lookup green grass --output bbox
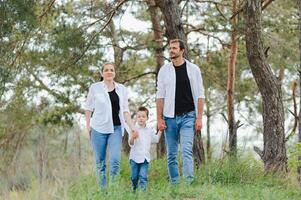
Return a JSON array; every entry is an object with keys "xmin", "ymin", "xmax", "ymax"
[{"xmin": 67, "ymin": 157, "xmax": 301, "ymax": 200}]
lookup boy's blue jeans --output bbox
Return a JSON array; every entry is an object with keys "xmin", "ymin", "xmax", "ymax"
[
  {"xmin": 130, "ymin": 160, "xmax": 148, "ymax": 191},
  {"xmin": 91, "ymin": 126, "xmax": 122, "ymax": 189},
  {"xmin": 164, "ymin": 111, "xmax": 196, "ymax": 184}
]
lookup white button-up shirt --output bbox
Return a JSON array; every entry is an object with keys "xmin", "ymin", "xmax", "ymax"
[
  {"xmin": 84, "ymin": 81, "xmax": 129, "ymax": 135},
  {"xmin": 129, "ymin": 127, "xmax": 161, "ymax": 163},
  {"xmin": 157, "ymin": 60, "xmax": 205, "ymax": 118}
]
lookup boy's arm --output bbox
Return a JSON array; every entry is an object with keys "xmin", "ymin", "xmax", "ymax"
[
  {"xmin": 129, "ymin": 132, "xmax": 138, "ymax": 147},
  {"xmin": 152, "ymin": 130, "xmax": 162, "ymax": 143}
]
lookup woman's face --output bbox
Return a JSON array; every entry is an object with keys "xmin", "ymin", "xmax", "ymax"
[{"xmin": 101, "ymin": 64, "xmax": 115, "ymax": 81}]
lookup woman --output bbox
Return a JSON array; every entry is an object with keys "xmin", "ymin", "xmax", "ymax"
[{"xmin": 84, "ymin": 63, "xmax": 137, "ymax": 189}]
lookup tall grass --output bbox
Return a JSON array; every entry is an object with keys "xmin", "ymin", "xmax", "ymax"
....................
• Directions for this task:
Lay out the entries above as a Markdown table with the columns "Row" and "Line", one row per line, numbering each one. Skip blank lines and leave out the pictures.

• Reply to the exercise:
| Row | Line |
|---|---|
| 1 | lookup green grass --output bbox |
| 2 | Return a JSON array; every entry is an object with keys "xmin", "ymin", "xmax", "ymax" |
| 3 | [{"xmin": 67, "ymin": 157, "xmax": 301, "ymax": 200}] |
| 4 | lookup boy's blue jeans --output bbox |
| 5 | Return a JSON array; every entry is an object with keys "xmin", "ymin", "xmax", "ymax" |
| 6 | [ |
| 7 |   {"xmin": 130, "ymin": 160, "xmax": 148, "ymax": 191}, |
| 8 |   {"xmin": 91, "ymin": 126, "xmax": 122, "ymax": 189}, |
| 9 |   {"xmin": 164, "ymin": 111, "xmax": 196, "ymax": 184} |
| 10 | ] |
| 11 | lookup white button-up shirt --output bbox |
| 12 | Return a JSON array; every entry is an object with keys "xmin", "ymin", "xmax", "ymax" |
| 13 | [ |
| 14 |   {"xmin": 84, "ymin": 81, "xmax": 129, "ymax": 135}, |
| 15 |   {"xmin": 129, "ymin": 127, "xmax": 161, "ymax": 163}, |
| 16 |   {"xmin": 157, "ymin": 60, "xmax": 205, "ymax": 118} |
| 17 | ] |
| 18 | lookup boy's arm --output bbox |
| 19 | Return a JSON array; every entry is an object with keys "xmin", "ymin", "xmax", "ymax" |
| 20 | [ |
| 21 |   {"xmin": 129, "ymin": 132, "xmax": 138, "ymax": 147}, |
| 22 |   {"xmin": 152, "ymin": 130, "xmax": 162, "ymax": 143} |
| 23 | ] |
| 24 | lookup woman's face --output bbox |
| 25 | Return a JSON array; every entry is an object with keys "xmin", "ymin", "xmax", "ymax" |
| 26 | [{"xmin": 101, "ymin": 64, "xmax": 115, "ymax": 81}] |
| 27 | lookup woman --output bbox |
| 28 | Return a JSON array; every entry is an object with keys "xmin", "ymin", "xmax", "ymax" |
| 29 | [{"xmin": 84, "ymin": 63, "xmax": 137, "ymax": 189}] |
| 30 | lookup tall grass --output bbox |
| 31 | Return a JSON array; every entry is an object with keys "xmin", "ymin", "xmax", "ymax" |